━━ Given information ━━

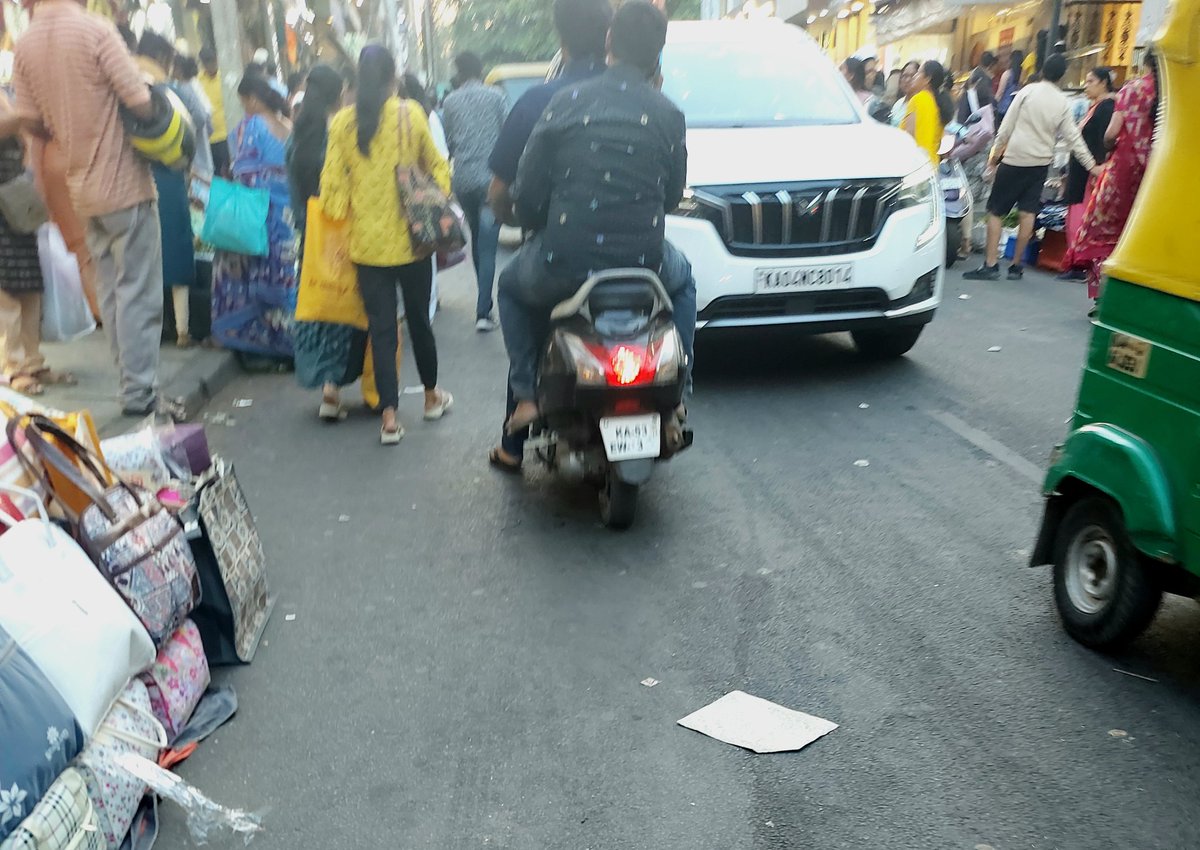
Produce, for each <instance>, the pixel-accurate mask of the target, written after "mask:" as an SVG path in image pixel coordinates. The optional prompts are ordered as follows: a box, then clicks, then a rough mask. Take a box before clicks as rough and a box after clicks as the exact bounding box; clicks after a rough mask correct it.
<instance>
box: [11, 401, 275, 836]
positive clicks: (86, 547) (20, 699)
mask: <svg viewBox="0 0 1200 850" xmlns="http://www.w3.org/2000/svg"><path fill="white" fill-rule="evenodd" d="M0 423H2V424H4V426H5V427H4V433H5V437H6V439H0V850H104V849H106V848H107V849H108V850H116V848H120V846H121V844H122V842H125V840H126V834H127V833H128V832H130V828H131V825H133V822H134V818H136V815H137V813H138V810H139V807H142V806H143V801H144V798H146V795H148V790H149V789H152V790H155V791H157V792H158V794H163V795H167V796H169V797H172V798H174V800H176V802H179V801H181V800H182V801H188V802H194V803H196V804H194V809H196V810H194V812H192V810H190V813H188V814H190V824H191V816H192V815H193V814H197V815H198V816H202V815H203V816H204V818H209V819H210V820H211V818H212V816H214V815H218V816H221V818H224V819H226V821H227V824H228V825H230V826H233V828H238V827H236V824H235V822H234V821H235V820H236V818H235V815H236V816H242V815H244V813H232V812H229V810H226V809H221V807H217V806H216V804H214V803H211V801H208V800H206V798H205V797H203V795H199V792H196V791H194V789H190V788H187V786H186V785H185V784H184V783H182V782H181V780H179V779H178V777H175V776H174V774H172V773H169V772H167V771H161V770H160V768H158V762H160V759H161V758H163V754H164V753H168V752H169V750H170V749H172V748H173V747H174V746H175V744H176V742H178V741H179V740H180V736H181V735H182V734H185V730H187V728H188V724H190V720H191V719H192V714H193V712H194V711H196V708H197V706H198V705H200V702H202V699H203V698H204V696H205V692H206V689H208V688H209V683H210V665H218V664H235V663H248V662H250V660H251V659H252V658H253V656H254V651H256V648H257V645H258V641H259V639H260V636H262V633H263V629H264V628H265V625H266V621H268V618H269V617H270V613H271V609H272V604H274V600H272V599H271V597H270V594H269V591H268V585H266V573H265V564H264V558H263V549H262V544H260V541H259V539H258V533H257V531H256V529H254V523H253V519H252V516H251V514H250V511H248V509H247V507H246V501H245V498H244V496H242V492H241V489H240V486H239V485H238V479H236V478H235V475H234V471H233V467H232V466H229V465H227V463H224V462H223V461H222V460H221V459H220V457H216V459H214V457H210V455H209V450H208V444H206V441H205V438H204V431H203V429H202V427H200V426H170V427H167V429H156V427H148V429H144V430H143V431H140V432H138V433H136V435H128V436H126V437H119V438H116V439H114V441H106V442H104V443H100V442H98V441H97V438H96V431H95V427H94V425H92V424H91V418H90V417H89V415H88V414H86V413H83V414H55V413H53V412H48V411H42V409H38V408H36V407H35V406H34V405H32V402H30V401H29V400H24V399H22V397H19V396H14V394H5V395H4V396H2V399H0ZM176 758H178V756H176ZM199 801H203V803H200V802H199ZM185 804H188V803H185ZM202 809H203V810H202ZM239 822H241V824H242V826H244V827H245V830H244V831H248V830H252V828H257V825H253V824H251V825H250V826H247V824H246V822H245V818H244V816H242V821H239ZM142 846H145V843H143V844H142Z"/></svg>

━━━
━━ Given information ━━

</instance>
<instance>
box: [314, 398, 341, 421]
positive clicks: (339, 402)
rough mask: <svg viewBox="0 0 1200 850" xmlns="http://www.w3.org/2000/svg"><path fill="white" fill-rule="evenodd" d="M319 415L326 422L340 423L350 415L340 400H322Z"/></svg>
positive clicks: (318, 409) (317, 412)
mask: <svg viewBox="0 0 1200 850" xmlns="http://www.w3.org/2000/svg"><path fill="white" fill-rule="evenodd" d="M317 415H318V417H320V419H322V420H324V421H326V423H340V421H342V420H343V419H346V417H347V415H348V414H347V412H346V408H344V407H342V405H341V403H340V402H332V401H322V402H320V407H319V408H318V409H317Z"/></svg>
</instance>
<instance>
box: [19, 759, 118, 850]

━━━
━━ Given information ━━

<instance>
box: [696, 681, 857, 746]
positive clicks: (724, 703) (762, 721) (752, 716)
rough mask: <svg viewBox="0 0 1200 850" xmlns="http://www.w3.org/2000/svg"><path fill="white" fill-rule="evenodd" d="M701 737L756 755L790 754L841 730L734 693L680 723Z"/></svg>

━━━

- Task to carry out
From the entries above, copy out every line that contains the string "positive", counting only case-sensitive matches.

- Task solution
positive clicks: (86, 547) (20, 699)
positive clicks: (339, 402)
positive clicks: (318, 409) (317, 412)
positive clicks: (724, 703) (762, 721) (752, 716)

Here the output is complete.